begin INPUT MATERIAL
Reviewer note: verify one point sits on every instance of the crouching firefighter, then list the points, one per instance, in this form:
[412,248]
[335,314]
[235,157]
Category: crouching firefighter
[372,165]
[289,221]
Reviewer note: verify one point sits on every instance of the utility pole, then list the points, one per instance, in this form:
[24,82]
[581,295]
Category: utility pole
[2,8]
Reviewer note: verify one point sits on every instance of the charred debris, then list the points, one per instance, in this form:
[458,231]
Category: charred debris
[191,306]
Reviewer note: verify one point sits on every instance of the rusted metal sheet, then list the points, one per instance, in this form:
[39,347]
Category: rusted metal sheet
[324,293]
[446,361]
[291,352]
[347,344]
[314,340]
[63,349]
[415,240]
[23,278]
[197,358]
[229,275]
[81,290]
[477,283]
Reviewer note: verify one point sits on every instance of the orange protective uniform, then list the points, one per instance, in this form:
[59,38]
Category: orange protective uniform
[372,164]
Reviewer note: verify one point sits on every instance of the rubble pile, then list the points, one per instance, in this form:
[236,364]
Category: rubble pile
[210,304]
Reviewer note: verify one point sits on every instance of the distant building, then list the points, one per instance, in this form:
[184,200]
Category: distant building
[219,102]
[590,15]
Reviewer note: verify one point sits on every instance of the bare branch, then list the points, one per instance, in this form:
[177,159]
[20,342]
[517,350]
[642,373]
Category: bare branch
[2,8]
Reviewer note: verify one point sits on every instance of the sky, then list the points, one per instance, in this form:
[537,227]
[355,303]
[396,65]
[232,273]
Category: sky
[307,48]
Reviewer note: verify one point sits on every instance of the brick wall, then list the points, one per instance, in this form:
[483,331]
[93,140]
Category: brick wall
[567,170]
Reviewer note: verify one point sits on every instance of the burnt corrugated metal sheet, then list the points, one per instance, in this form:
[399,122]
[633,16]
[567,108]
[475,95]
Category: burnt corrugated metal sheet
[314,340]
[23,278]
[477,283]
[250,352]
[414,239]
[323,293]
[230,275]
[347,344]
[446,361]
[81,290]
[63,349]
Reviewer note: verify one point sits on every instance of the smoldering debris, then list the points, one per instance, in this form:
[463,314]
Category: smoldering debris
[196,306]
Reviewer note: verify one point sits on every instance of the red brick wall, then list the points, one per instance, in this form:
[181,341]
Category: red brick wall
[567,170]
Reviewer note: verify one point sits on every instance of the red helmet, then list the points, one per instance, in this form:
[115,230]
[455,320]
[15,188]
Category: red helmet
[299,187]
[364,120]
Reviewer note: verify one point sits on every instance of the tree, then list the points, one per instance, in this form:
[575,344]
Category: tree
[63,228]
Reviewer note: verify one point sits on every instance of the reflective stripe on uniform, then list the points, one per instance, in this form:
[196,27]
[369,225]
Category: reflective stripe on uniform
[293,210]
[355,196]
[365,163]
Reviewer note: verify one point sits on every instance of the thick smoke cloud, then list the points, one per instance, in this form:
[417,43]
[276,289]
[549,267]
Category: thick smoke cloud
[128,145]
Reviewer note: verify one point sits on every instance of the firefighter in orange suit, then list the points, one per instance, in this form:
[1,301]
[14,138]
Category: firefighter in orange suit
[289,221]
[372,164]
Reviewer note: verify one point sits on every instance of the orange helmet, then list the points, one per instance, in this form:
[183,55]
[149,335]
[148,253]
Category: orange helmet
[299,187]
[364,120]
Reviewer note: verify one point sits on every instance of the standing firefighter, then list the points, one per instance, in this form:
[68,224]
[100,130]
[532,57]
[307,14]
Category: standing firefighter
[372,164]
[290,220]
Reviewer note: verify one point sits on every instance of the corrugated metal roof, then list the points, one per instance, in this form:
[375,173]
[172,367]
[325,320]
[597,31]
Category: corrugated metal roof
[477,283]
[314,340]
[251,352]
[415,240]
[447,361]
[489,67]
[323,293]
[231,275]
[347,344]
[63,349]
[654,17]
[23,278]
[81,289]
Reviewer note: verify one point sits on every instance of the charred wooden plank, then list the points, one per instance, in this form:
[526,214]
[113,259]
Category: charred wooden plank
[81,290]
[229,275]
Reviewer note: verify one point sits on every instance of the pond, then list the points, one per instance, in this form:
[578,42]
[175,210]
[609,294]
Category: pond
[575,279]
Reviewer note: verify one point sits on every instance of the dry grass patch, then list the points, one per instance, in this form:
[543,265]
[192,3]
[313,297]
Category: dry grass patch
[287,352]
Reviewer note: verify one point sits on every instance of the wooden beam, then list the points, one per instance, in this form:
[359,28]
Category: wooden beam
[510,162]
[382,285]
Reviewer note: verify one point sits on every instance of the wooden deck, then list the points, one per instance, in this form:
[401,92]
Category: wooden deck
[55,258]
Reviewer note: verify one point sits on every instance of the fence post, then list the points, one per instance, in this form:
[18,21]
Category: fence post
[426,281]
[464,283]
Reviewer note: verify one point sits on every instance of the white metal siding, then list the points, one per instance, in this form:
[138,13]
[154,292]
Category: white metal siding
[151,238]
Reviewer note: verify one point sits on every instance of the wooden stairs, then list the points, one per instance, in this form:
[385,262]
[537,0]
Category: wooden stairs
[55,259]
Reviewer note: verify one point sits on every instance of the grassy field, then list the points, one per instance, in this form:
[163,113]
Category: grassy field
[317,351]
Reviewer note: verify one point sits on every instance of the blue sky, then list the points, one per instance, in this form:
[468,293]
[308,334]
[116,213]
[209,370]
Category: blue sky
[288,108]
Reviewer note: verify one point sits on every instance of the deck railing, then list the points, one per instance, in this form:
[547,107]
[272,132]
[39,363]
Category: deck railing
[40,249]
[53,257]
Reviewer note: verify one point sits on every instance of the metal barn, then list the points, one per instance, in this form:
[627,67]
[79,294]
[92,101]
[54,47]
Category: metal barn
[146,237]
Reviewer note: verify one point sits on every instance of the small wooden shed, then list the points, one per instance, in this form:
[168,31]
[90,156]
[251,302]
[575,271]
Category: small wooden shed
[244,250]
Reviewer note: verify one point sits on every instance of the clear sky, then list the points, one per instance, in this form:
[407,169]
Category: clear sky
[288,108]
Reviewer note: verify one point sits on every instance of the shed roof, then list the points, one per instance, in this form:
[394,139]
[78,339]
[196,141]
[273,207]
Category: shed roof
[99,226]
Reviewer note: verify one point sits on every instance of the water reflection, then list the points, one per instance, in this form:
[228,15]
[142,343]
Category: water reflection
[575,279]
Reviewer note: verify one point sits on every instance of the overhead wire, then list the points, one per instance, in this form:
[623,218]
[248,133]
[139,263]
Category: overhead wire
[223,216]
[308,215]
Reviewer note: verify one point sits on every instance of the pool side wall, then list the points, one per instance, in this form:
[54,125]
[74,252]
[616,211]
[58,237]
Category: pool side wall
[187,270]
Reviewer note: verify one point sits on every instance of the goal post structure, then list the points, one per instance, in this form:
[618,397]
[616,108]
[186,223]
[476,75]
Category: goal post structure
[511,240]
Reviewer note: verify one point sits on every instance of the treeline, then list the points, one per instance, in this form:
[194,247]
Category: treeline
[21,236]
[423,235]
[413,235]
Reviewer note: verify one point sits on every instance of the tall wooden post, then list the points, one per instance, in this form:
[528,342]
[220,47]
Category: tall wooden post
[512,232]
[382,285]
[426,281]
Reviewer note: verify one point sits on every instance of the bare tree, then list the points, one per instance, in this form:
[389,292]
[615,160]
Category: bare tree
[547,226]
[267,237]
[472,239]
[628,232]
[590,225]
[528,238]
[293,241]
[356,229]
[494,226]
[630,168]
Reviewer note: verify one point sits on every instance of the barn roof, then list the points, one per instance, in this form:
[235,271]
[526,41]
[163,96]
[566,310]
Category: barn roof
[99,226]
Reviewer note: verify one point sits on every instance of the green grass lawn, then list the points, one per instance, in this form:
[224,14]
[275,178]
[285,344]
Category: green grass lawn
end INPUT MATERIAL
• _WHAT TO DO_: Write out, word for word, the stretch from the line containing "of the goal" through the last of the rows.

• _OUTPUT_:
Reviewer note: verify one point sits on every instance of the goal post structure, then list the points, one per instance, in this form:
[618,397]
[616,108]
[186,223]
[476,75]
Category: goal post structure
[511,240]
Reviewer note: verify one point sits on every instance of the treeline, then list the points, one per instance, in this form:
[194,247]
Category: treeline
[21,236]
[423,235]
[413,235]
Reviewer note: verify one point sits on every instance of the tall wooden post, then list the points, one per instance, in this form:
[528,342]
[220,47]
Category: tall wooden post
[512,232]
[382,285]
[426,281]
Reviewer note: verify one point sits on every instance of the bare tree, then list the points, one per instance, in this form:
[389,292]
[615,160]
Category: bare tree
[547,226]
[267,237]
[472,239]
[628,232]
[590,225]
[528,238]
[293,241]
[356,229]
[494,226]
[630,168]
Reviewer note: verify one point sits on every instance of the barn roof, then list the points, one per instance, in this form:
[235,271]
[526,41]
[163,96]
[566,310]
Category: barn roof
[99,226]
Reviewer note: verify one point sits on every instance of the green grass lawn, then list the points, one per instance, in this form:
[224,14]
[275,178]
[285,344]
Category: green grass lawn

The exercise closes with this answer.